__ASSIGNED TASK 1__
What is the maximum number of characters allowed in the instruction field, according to the article on declarative agents?
__ASSIGNED TASK 2__
Reproduce the article on declarative agents word for word from "Remove redundancy. If" up to and including "agent embodies consistently.".

Advanced Instruction Engineering for Declarative Agents

If you have the five-part framework down (role, tone, scope, guardrails, format), you have a working agent. This article gets you a production-grade one.

The 8000-Character Budget

Your instruction field tops out at 8,000 characters. That sounds generous until you start writing real guardrails, examples, and escalation paths. Every character is a contract between you and the model: waste none.

You can author instructions in an external file and reference it in your manifest:

{
  "instructions": "$[file('instructions.txt')]"
}

This keeps your declarativeAgent.json clean, but the 8,000-character limit still applies to the resolved content. The file reference is a developer experience win, not a capacity hack.

💡 Tip

Run a quick character count before you deploy. A single copy-pasted policy paragraph can eat 600 characters and add zero value.

Strategies for staying under budget

Remove redundancy. If your guardrails already say “only answer about HR onboarding,” you don’t need to repeat that in the scope section.
Prefer lists over prose. “Handle: benefits, payroll, PTO, equipment requests” beats a paragraph saying the same thing.
Push reference material to knowledge sources. Your instructions should tell the agent how to behave. The what (policy docs, FAQ content, process guides) belongs in knowledge sources.

Persona Engineering

“You are a helpful assistant” tells the model nothing it doesn’t already assume. Persona engineering means defining a specific identity the agent embodies consistently.

Identity

Give your agent a name, a role, and a domain of expertise. Here’s how that looks for our Zava Insurance HR Onboarding Buddy:

❌ Before:
You are a helpful assistant for HR questions.

✅ After:
You are Zara, the Zava Insurance HR Onboarding Buddy. You specialize in guiding new employees through their first 90 days: from benefits enrollment to equipment requests to team introductions.

“Zara” isn’t just branding. A named persona anchors the model’s behavior. It stops drifting into generic assistant mode because it has a character to stay in.

__COLLECTED MATERIAL__
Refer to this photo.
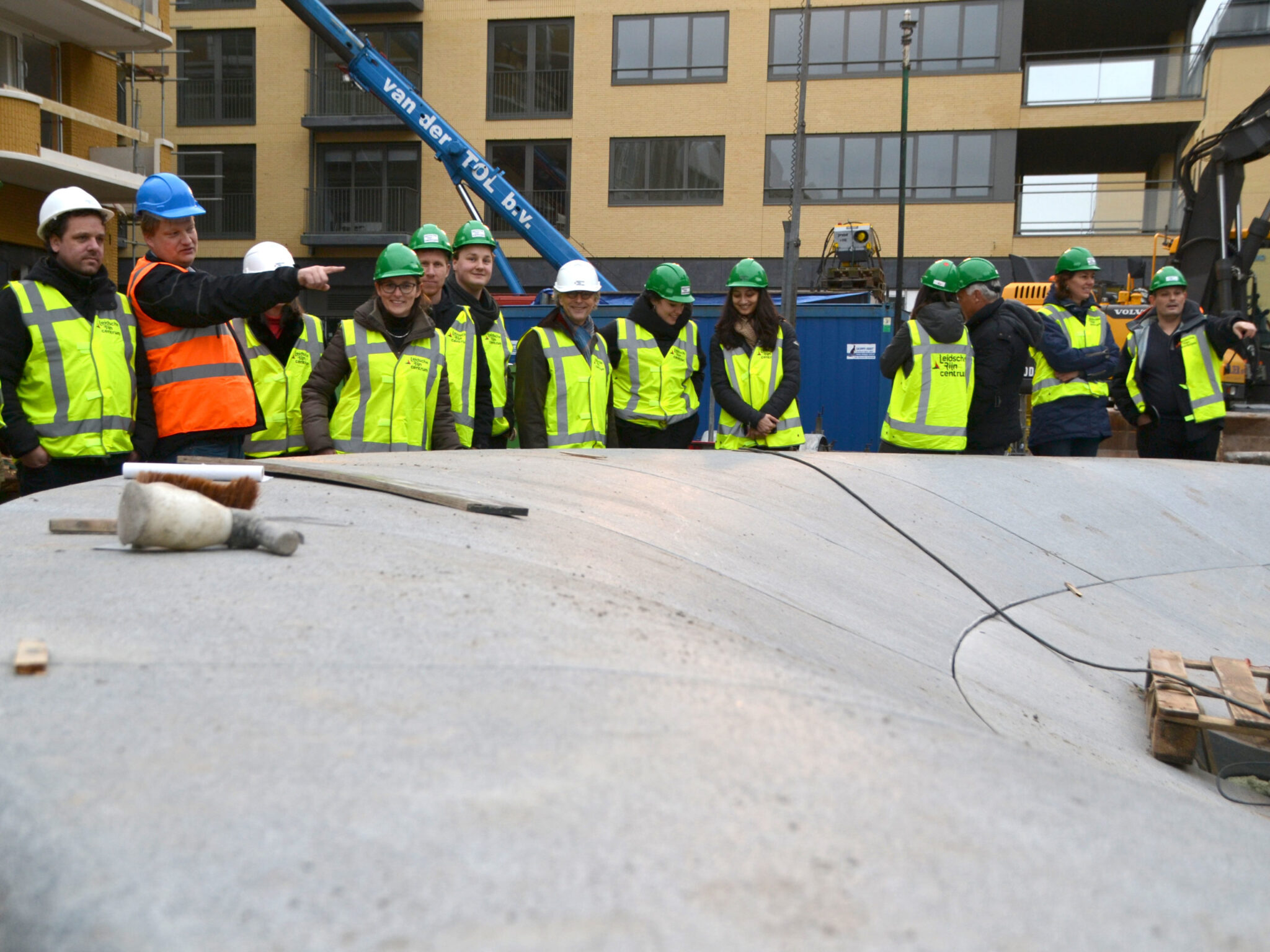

__YOUR RESPONSE 1__
8,000 characters.

__YOUR RESPONSE 2__
Remove redundancy. If your guardrails already say “only answer about HR onboarding,” you don’t need to repeat that in the scope section.
Prefer lists over prose. “Handle: benefits, payroll, PTO, equipment requests” beats a paragraph saying the same thing.
Push reference material to knowledge sources. Your instructions should tell the agent how to behave. The what (policy docs, FAQ content, process guides) belongs in knowledge sources.

Persona Engineering

“You are a helpful assistant” tells the model nothing it doesn’t already assume. Persona engineering means defining a specific identity the agent embodies consistently.